ページ抜粋:
########################################
配列長を$256$でなく$255$で取ってて死んだ。 とてもつらい。

problem

長さ$N$の数列$a_i$が与えられる。。$3 \le N \le 50$。この各要素を$3$組に分類する。空の組を作ってはいけない。そのように分類したとき、それぞれの組の排他的論理和による総和の算術による総和を最大化し、その値を答えよ。

つまり$\mathrm{ans} = \max_{f : N \to 3, f^{-1}(x) \ne \emptyset} \Sigma_{i \lt 3}^{\text{plus}} \Sigma_{j \lt f^{-1}(i)}^{\text{xor}} a_j$ for given $a_i$。

solution

DP. $O(A^2)$, $A = 256$ is the maximum of elements.

At first, think the simple DP. The function is $\mathrm{dp} : 256 \times 256 \times 256 \times \mathcal{P}(3) \to 2$, the arguments are xor-sum of each group and empty-flags of groups, and the value is whether such a state exists or not. This is updated for each $a_i$, $N$ times.

Let’s reduce the complexity.

  • To make empty group is obviously wrong choice to maximize the sum, so we can ignore the restriction.
  • When the xor-sums of two groups are known, the xor-sum of the rest group is easily computable. Let $s_0, s_1$ be the known xor-sums, then the unknown xor-sum $s_2 = \Sigma_i^{\text{xor}} a_i \oplus s_0 \oplus s_1$.

So we can do the DP on the function $\mathrm{dp} : 256 \times 256 \to 2$. And the $\mathrm{ans} = \max \{ s_0 + s_1 + (\Sigma_i^{\text{xor}} a_i \oplus s_0 \oplus s_1) \mid \mathrm{dp}(s_0, s_1) = 1 \}$.

implementation

#include <bits/stdc++.h>
#define repeat(i,n) for (int i = 0; (i) < (n); ++(i))
########################################
問題と課題:
- A) ページ抜粋の問題文では、数列の長さ$N$の範囲はどう定められているか。
- B) ページ抜粋に見出しとして出てくる語をすべて挙げよ。
- C) ページ抜粋の「At first, think」から「ignore the restriction.」までを、その末尾も含めて書き直せ。その際、「wrong choice」を「poor choice」に置き換えること。

(物体指示に関するデータセット抜粋)
########################################
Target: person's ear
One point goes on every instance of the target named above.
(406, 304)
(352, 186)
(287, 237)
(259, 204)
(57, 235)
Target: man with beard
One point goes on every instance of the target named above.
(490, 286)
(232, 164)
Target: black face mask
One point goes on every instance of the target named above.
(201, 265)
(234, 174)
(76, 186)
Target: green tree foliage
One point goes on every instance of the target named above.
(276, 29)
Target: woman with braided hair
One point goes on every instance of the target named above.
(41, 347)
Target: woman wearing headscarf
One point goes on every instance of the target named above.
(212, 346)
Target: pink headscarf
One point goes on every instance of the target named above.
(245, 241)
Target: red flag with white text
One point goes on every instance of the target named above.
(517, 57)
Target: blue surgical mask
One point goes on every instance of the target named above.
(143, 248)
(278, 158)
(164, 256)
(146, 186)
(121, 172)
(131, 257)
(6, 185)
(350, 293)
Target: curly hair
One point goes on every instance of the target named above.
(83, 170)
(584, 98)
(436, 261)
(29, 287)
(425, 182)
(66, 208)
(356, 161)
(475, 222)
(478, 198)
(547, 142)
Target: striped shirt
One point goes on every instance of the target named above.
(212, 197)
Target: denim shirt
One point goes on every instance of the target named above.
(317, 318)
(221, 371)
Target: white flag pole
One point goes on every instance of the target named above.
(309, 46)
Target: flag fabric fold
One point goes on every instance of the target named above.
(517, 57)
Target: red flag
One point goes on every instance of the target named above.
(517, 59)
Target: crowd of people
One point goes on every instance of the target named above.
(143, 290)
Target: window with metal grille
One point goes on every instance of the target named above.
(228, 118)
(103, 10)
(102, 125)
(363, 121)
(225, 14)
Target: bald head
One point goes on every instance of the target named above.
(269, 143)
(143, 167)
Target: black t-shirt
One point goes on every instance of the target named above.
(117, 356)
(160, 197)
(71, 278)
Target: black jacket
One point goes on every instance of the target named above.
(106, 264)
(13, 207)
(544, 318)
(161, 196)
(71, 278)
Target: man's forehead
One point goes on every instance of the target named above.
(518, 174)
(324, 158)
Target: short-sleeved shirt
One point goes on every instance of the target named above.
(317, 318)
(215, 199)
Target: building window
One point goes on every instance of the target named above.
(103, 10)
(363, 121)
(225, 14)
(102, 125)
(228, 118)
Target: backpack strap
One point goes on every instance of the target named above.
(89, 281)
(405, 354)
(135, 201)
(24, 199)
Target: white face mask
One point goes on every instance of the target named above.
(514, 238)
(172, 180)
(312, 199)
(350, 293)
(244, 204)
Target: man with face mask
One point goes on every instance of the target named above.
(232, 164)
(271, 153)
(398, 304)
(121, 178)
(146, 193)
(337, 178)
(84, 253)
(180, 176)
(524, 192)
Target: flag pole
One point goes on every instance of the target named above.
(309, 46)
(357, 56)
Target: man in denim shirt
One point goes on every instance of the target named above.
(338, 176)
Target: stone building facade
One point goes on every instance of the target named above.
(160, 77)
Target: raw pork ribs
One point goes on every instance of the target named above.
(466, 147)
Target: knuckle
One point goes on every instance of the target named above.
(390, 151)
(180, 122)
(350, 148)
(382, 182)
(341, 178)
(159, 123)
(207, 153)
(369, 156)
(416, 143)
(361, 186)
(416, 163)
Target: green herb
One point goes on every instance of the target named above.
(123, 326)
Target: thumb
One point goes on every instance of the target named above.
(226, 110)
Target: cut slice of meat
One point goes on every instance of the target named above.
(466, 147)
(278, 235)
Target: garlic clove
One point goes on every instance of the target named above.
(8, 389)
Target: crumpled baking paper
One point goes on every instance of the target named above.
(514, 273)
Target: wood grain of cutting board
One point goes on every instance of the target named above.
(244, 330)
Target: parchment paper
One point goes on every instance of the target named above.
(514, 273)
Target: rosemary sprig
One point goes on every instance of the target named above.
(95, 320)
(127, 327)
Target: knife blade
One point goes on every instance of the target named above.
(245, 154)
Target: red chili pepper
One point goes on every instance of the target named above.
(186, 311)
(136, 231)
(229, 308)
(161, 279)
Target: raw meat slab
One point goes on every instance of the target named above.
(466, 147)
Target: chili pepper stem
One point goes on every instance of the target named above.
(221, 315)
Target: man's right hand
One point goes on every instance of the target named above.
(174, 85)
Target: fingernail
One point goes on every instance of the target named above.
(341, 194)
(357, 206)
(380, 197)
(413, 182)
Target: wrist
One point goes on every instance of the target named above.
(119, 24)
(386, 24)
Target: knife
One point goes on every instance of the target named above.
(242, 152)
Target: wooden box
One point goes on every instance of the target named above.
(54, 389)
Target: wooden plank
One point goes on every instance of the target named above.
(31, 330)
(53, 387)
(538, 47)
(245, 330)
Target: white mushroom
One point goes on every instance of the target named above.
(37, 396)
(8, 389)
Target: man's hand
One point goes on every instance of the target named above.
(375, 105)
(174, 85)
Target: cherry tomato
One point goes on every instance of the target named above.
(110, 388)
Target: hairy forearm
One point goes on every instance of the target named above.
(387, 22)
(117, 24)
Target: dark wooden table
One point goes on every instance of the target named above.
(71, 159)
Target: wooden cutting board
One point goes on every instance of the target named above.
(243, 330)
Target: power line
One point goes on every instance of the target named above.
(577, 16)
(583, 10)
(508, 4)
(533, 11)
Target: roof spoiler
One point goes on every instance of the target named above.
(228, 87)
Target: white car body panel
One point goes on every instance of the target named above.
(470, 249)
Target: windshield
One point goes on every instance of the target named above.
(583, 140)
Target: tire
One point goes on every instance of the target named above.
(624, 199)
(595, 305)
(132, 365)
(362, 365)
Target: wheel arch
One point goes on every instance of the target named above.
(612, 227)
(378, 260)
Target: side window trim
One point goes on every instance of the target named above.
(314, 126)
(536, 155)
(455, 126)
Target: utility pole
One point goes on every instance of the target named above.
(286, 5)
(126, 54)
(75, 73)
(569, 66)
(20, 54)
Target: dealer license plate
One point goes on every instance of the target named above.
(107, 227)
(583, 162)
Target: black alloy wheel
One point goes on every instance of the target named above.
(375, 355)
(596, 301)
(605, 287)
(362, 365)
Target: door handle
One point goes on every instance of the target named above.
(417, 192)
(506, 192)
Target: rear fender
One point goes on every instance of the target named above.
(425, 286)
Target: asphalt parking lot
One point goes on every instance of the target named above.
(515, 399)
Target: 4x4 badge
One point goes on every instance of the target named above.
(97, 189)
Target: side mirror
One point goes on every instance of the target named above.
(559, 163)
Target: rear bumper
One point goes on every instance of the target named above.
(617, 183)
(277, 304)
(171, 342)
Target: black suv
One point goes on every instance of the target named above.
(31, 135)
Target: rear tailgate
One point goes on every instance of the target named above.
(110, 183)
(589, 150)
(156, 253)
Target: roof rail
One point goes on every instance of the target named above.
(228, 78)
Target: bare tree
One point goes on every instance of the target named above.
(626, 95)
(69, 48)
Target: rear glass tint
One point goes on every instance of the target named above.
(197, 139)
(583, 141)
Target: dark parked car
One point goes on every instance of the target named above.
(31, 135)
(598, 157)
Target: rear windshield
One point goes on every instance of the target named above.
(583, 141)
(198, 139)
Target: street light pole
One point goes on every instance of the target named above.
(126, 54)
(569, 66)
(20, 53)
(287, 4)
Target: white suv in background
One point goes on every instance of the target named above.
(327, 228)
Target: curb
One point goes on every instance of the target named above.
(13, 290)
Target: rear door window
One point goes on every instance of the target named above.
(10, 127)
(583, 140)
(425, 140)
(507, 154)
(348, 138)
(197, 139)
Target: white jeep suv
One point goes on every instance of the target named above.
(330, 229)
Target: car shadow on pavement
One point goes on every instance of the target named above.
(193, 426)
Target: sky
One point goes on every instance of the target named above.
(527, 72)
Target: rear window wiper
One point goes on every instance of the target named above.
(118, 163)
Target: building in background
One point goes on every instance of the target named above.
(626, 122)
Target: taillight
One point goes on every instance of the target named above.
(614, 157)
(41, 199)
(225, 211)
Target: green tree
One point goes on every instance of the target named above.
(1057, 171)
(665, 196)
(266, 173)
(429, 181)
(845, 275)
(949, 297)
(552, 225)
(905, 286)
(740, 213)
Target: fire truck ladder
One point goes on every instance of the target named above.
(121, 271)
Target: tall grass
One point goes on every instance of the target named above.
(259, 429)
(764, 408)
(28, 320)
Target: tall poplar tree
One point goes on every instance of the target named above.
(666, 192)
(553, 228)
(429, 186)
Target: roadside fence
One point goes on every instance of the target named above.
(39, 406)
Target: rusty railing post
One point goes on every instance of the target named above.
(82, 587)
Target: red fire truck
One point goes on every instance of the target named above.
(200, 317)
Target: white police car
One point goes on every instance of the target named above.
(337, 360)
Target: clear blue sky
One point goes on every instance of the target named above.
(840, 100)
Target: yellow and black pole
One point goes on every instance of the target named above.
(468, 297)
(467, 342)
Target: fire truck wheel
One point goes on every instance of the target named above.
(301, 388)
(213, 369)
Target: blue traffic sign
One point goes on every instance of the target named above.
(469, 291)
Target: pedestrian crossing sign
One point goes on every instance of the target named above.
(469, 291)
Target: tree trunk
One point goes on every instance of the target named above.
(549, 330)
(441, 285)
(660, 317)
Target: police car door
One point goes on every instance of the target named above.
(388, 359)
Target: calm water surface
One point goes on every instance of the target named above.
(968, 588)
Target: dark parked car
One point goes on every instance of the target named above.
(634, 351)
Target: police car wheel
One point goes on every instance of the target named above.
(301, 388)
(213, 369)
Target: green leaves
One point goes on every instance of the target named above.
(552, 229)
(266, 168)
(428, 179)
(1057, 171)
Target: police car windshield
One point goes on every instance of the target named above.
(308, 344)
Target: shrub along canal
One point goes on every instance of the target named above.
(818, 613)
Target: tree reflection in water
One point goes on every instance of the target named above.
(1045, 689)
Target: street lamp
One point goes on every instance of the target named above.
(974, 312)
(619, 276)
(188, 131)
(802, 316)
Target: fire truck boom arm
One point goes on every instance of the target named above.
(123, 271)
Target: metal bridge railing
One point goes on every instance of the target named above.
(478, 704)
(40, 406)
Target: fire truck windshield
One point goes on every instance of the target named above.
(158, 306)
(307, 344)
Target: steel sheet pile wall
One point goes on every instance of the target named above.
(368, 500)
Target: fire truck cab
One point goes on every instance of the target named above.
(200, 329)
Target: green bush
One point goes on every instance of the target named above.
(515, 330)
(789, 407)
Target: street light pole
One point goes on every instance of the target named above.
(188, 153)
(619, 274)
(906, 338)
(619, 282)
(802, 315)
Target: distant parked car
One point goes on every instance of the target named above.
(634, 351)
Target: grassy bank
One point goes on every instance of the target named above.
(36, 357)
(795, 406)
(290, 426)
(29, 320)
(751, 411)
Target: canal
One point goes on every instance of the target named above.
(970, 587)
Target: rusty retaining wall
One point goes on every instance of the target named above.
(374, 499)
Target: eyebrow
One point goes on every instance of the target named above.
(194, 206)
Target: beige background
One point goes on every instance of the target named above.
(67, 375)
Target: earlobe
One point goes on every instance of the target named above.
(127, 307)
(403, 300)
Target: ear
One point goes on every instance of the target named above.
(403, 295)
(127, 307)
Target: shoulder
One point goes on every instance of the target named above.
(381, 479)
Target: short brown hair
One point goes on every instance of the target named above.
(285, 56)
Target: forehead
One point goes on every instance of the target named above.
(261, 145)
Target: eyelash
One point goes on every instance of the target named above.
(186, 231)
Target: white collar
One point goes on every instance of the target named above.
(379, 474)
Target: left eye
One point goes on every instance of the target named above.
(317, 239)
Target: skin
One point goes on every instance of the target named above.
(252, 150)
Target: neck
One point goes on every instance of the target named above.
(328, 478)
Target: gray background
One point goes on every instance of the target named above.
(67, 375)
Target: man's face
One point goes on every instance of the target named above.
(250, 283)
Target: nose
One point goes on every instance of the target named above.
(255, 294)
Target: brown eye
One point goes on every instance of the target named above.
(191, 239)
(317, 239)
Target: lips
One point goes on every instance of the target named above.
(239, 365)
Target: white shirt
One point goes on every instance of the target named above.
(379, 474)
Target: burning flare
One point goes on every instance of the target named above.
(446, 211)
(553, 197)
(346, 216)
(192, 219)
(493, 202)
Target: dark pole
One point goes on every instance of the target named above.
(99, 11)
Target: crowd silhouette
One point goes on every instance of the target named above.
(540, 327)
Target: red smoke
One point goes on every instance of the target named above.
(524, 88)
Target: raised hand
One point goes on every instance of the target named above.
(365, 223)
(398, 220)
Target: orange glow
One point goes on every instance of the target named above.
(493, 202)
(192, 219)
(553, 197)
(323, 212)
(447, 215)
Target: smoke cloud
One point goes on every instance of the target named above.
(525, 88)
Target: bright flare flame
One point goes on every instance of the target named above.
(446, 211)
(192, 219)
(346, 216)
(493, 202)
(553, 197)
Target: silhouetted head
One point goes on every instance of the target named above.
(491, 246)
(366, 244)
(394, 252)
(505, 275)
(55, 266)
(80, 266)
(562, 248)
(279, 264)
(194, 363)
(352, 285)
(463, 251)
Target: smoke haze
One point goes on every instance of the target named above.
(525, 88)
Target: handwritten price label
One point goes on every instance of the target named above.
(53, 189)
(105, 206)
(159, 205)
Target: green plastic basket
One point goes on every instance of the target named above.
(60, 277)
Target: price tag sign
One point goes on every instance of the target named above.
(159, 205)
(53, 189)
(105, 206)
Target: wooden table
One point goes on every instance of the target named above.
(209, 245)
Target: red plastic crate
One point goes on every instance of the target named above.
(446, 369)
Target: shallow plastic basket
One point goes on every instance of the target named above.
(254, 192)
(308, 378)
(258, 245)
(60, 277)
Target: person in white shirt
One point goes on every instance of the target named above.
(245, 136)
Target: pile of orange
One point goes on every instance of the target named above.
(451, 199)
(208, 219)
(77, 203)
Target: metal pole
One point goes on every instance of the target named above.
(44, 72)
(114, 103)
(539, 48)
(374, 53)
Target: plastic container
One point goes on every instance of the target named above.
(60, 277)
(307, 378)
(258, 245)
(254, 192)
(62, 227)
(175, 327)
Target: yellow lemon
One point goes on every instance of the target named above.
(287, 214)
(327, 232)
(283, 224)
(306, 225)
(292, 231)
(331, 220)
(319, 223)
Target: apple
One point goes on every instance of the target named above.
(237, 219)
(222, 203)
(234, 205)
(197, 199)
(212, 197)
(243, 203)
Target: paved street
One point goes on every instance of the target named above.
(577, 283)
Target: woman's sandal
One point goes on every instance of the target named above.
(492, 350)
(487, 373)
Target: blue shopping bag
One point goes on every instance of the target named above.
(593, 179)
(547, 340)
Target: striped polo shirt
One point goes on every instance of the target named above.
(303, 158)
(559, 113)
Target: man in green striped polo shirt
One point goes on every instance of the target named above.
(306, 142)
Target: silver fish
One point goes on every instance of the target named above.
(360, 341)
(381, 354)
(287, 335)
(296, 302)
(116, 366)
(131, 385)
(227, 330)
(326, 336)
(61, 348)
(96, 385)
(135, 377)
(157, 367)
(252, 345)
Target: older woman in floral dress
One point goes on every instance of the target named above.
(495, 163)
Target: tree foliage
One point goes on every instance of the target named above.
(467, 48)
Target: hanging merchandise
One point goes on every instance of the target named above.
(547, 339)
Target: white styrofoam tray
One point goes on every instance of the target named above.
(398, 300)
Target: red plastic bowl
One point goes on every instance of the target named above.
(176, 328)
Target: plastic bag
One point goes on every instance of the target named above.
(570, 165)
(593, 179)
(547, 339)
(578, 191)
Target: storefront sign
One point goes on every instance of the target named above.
########################################
課題別の解答:
- A) $3 \le N \le 50$。

- B) problem、solution、implementation

- C)
At first, think the simple DP. The function is $\mathrm{dp} : 256 \times 256 \times 256 \times \mathcal{P}(3) \to 2$, the arguments are xor-sum of each group and empty-flags of groups, and the value is whether such a state exists or not. This is updated for each $a_i$, $N$ times.

Let’s reduce the complexity.

  • To make empty group is obviously poor choice to maximize the sum, so we can ignore the restriction.